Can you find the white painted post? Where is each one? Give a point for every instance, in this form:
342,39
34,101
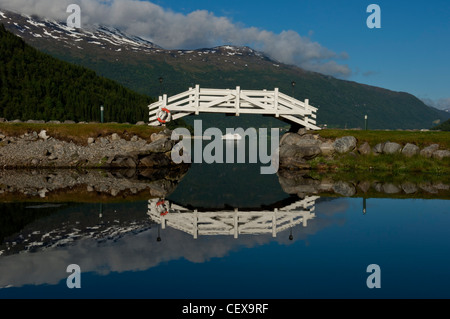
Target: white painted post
274,223
197,99
238,97
195,224
306,107
236,223
275,102
191,103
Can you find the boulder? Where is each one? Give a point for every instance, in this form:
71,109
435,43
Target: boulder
390,188
326,148
391,148
123,161
441,154
302,131
157,136
43,134
364,149
409,188
378,149
154,160
429,150
158,146
344,144
303,152
344,189
410,150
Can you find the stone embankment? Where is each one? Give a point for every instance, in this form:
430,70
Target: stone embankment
301,184
296,149
38,150
46,182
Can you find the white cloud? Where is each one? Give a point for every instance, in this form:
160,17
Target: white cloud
441,104
198,29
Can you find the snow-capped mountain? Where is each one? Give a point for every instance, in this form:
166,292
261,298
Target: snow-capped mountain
139,65
36,31
33,28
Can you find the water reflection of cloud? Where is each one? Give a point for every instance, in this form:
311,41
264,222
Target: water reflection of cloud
141,251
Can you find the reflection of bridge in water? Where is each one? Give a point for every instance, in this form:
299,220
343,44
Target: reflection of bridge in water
233,222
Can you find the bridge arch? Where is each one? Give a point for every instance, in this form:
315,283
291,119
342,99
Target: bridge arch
234,101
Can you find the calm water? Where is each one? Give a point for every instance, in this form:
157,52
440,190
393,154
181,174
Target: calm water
287,246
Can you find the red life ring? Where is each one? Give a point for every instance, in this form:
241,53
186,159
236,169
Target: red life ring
165,113
164,211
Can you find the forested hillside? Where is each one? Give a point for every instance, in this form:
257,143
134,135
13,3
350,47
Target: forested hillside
34,85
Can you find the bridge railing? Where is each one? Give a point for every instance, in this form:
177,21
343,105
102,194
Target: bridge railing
235,101
233,222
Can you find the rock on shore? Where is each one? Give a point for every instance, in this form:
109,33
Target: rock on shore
38,150
296,149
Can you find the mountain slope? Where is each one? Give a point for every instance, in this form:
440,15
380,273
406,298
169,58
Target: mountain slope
138,64
34,85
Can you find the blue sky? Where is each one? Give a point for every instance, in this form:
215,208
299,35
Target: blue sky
409,53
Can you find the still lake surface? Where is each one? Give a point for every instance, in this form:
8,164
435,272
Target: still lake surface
312,246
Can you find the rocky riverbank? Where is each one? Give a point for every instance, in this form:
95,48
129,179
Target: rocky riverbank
300,151
39,150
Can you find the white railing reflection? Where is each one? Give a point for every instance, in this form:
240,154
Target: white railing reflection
231,222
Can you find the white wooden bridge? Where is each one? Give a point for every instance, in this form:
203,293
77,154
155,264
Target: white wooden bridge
232,101
233,222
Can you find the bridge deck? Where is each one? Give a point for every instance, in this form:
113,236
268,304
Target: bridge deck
235,101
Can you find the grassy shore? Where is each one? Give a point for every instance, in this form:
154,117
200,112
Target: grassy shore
396,163
79,133
374,137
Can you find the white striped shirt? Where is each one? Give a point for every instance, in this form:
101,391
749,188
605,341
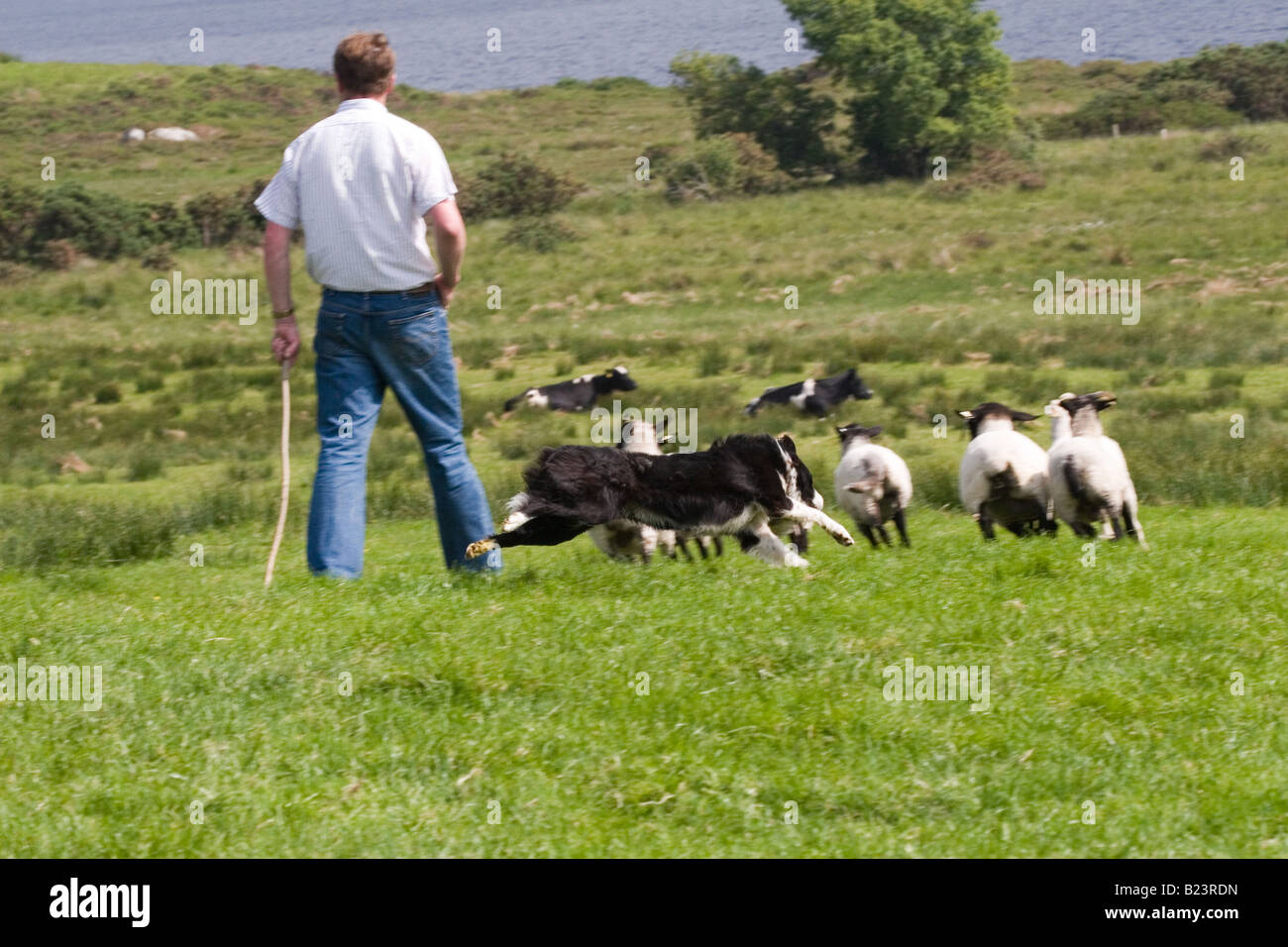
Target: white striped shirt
360,183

^^^^^^^^

=== TO BE DONE ===
Write out again the lines from the one holding "Can you find the bridge deck?" through the end of the rows, both ends included, requests and all. Multiply each answer point's coordinates by 0.35 and round to whole numbers, halves up, while leaving the numbers in the requests and their format samples unchanged and omitting the pictures.

=== RESULT FOR THIS EXERCISE ===
Can you find the bridge deck? Where is each one? Give a point for every instance, in this form:
113,236
268,304
Target: bridge deck
82,35
Can you find the grassy shore? Where is each one? Give a point for every instance, in this form:
154,117
200,112
Target: grassy shore
139,57
28,47
131,48
Can you find the white striped shirt? Where is each one? Give a point for every instance, in this form:
101,391
749,188
605,341
Target: white striped shirt
126,64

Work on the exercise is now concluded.